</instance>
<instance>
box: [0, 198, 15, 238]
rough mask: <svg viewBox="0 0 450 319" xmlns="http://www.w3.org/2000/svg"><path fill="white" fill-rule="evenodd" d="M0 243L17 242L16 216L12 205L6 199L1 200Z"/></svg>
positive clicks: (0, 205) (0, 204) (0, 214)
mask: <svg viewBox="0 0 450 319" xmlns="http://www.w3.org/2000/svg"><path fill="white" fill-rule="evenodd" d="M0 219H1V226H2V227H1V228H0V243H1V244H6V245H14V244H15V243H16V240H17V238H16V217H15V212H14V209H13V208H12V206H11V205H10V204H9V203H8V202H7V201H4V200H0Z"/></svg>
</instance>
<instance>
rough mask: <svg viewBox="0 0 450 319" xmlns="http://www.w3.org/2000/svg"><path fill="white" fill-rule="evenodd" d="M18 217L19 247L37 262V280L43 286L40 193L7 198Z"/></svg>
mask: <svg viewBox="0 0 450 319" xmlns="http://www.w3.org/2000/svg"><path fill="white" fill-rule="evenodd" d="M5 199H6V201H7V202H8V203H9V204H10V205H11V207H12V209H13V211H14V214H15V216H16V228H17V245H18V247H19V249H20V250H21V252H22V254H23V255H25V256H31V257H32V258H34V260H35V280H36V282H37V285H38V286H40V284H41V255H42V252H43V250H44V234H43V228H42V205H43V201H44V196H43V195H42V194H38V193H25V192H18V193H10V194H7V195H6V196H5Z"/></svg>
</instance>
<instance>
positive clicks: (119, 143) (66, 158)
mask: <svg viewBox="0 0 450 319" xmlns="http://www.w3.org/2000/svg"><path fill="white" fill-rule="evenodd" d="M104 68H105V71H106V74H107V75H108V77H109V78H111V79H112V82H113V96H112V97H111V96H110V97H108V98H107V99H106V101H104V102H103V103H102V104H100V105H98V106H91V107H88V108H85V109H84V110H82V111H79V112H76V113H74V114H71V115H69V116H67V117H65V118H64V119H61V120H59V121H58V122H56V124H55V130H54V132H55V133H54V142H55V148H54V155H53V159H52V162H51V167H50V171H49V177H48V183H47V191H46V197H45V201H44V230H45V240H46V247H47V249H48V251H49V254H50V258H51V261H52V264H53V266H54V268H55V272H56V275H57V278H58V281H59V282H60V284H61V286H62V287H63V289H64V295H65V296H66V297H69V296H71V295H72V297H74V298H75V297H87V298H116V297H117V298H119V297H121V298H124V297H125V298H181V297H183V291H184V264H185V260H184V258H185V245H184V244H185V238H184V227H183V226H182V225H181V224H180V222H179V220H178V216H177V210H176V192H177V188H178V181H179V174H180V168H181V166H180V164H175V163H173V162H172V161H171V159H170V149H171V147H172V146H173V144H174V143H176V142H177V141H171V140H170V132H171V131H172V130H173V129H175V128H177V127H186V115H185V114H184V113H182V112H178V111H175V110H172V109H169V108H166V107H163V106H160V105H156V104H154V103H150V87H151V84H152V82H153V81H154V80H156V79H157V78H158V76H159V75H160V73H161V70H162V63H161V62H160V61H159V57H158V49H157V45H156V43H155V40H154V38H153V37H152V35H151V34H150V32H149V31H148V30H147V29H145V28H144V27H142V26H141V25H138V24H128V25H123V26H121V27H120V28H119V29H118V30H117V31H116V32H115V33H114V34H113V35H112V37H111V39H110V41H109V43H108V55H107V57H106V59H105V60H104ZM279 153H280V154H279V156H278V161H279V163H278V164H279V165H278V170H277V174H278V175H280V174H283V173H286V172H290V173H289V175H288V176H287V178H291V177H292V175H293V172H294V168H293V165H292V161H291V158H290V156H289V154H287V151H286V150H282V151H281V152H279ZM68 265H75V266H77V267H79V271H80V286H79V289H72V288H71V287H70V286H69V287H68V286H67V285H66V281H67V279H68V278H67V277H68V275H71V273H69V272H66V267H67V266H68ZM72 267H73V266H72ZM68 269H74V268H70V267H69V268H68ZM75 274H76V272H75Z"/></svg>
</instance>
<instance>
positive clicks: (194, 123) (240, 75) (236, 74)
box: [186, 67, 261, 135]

...

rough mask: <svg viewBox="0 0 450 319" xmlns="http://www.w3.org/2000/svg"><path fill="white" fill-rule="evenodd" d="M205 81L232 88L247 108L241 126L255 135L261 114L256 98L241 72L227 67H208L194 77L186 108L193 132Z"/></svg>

-- Exercise --
What is needed is an exact copy of the lines above, from the one containing "box: [0, 198, 15, 238]" through the one containing "243L17 242L16 216L12", with nothing added.

-- Written answer --
box: [0, 198, 15, 238]
rough mask: <svg viewBox="0 0 450 319" xmlns="http://www.w3.org/2000/svg"><path fill="white" fill-rule="evenodd" d="M0 243L17 242L16 216L12 205L6 199L1 200Z"/></svg>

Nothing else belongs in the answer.